**What the exercise asks**: Revise the material below by swapping each "drop one point" for "place one marker". Keep everything else the same.

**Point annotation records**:

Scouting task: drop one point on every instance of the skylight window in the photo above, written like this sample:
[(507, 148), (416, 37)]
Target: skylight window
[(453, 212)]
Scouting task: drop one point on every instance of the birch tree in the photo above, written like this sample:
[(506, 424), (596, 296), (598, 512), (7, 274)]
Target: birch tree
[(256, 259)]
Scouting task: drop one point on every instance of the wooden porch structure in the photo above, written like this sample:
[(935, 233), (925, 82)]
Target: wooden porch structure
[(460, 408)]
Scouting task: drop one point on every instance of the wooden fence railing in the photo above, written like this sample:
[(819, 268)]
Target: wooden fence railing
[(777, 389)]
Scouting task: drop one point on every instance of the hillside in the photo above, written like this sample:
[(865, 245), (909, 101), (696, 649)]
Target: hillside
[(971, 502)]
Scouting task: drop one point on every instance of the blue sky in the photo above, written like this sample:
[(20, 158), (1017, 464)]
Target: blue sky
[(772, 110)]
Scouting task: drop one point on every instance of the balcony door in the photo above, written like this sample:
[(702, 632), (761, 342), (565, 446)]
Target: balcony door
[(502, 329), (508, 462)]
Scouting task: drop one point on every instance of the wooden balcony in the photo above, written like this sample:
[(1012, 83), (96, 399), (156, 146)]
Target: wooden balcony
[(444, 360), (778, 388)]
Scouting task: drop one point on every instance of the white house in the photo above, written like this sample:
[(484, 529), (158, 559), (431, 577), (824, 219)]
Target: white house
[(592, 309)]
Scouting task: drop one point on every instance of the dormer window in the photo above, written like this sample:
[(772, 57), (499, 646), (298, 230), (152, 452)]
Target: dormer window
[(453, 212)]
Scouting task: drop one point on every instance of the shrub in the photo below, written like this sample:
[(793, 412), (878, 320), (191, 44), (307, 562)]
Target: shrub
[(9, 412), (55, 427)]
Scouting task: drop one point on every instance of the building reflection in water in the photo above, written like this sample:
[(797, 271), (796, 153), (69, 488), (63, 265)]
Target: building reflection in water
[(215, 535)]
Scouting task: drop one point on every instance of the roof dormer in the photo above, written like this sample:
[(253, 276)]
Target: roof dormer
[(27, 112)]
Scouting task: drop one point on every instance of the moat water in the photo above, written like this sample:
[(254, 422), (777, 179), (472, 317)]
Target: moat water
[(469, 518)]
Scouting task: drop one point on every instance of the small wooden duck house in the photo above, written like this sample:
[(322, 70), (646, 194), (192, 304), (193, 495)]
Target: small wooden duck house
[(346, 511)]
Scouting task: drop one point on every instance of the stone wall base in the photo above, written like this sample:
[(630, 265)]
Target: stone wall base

**Reply**:
Scouting task: place one marker on every instance of the skylight window in the photo above, written like this sample:
[(507, 148), (416, 37)]
Target: skylight window
[(453, 212)]
Scouting task: place one marker on every instance of the birch tree in the photo above, written like this sample:
[(506, 424), (596, 296), (598, 512), (7, 274)]
Target: birch tree
[(256, 259)]
Scouting task: place one marker on every instance of the wooden porch structure in the photo above, written like this sample:
[(935, 233), (925, 82)]
Target: wooden porch structure
[(460, 408)]
Scouting task: place one marker on every instance of the wooden fence railing in the photo above, written like this sample:
[(819, 268)]
Target: wooden fence railing
[(777, 389)]
Scouting task: place one marker on every instance of the hillside in the photo above, written like this sample:
[(865, 245), (909, 101), (696, 649)]
Target: hillside
[(971, 502)]
Scouting task: place one marker on every instance of the blue sky in the photo above, written like this sample:
[(20, 158), (1017, 464)]
Target: blue sky
[(772, 110)]
Scouting task: place one marker on every instance of the balcony door in the photo above, written like this sample:
[(702, 632), (761, 342), (565, 446)]
Target: balcony door
[(502, 329), (508, 462)]
Scouting task: place one marker on every instance of the wooden balcony in the photo above, written like this sample:
[(1012, 83), (96, 399), (156, 146)]
Target: wooden balcony
[(444, 360), (778, 388)]
Scouting task: place one marker on every instance of the white house in the photo above, written like this sample:
[(484, 529), (158, 559), (431, 577), (824, 219)]
Target: white house
[(592, 309)]
Scouting task: place one marker on every instance of the dormer window in the photo above, written like this sample:
[(772, 57), (499, 646), (298, 230), (152, 452)]
Target: dormer window
[(453, 212)]
Scouting task: place one marker on every instance of the shrub in the photo below, written like this sample:
[(793, 412), (878, 320), (191, 44), (307, 562)]
Target: shrub
[(9, 412), (55, 427)]
Scouting task: place one marker on every instance of the building reflection in water in the photo above, written like this sample:
[(797, 271), (796, 153), (69, 488), (63, 265)]
Target: building reflection in water
[(215, 535)]
Scouting task: place one marker on every instance of the roof dormer in the photo above, written like this sample:
[(253, 276)]
Target: roof dormer
[(27, 112)]
Scouting task: place one marker on every instance of the moat water in the photo above, written like this sample:
[(254, 422), (777, 179), (472, 317)]
Target: moat water
[(469, 518)]
Scouting task: place one marker on every instance of the small wooden duck house in the photo above, written like this sample:
[(322, 70), (646, 194), (192, 304), (193, 495)]
Target: small wooden duck house
[(346, 511)]
Scouting task: place one marker on every instance of the stone wall base in the photo above, written like this sample:
[(630, 265)]
Target: stone wall base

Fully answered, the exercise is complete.